#### Dataset content
* * *

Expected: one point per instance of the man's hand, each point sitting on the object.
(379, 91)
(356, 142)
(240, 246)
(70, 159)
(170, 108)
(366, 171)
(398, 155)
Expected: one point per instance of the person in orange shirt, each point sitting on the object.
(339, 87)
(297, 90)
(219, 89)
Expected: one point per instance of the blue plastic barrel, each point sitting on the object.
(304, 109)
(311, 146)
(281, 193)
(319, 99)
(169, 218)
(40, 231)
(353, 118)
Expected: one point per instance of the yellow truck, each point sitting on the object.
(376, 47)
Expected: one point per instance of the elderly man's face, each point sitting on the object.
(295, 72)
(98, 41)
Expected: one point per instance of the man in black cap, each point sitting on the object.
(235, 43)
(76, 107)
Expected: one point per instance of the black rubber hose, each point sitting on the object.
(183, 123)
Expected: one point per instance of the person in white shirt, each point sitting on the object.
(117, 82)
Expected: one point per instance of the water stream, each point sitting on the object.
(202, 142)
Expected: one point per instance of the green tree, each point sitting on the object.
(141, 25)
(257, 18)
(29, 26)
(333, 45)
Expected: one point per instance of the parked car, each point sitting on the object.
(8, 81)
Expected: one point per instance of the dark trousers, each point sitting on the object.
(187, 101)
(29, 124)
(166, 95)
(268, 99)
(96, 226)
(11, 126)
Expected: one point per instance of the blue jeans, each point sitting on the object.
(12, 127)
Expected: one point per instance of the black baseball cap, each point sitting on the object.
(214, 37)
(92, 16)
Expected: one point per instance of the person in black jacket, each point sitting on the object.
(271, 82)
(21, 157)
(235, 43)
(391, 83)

* * *

#### Work to be completed
Please put every row above into a JSON list of strings, one string per line, with blank lines left out.

#### Correct answer
[
  "Expected: one point per instance of the man's hand, each point sitting on the object.",
  "(379, 91)",
  "(356, 142)",
  "(240, 246)",
  "(70, 159)",
  "(170, 108)",
  "(366, 171)",
  "(398, 155)",
  "Expected: one point per instance of the person in orange shirt, each point sitting on the object.",
  "(339, 87)",
  "(297, 90)",
  "(219, 89)",
  "Expected: one point per instance of the blue plastic barrel, each point sitting on the object.",
  "(304, 109)",
  "(311, 146)",
  "(281, 193)",
  "(319, 99)",
  "(169, 218)",
  "(40, 231)",
  "(353, 118)",
  "Expected: one point per instance of the yellow truck, each point sitting on the object.",
  "(376, 47)",
  "Expected: one point per instance of the elderly man's face, each point sitting on the object.",
  "(295, 72)",
  "(98, 41)",
  "Expected: one point per instance of the man in black cap, each point sitting on the object.",
  "(235, 43)",
  "(76, 107)",
  "Expected: one point per instance of the black rubber hose, each point sitting on the object.",
  "(183, 123)",
  "Expected: one point per instance of the person in white shirt, each point sitting on the object.",
  "(117, 82)",
  "Expected: one point per instance of the water stream, each point sitting on the object.",
  "(202, 142)",
  "Expected: one point per instance of the green tree, each point sitting on the object.",
  "(141, 25)",
  "(257, 18)",
  "(29, 26)",
  "(333, 45)",
  "Expected: one point per instance of the parked car, each point sitting on the object.",
  "(8, 81)",
  "Expected: one point per instance of the dark trousers, each point sitting on the object.",
  "(187, 101)",
  "(29, 124)",
  "(166, 95)",
  "(268, 99)",
  "(96, 226)",
  "(11, 126)",
  "Expected: one point per instance of the blue jeans, each point sitting on the object.",
  "(12, 127)",
  "Expected: one point per instance of the black baseball cap, each point sitting on the object.",
  "(214, 37)",
  "(92, 16)",
  "Expected: one point per instance of the person in black jacket, each point sitting on the object.",
  "(271, 82)",
  "(21, 157)",
  "(235, 43)",
  "(391, 83)"
]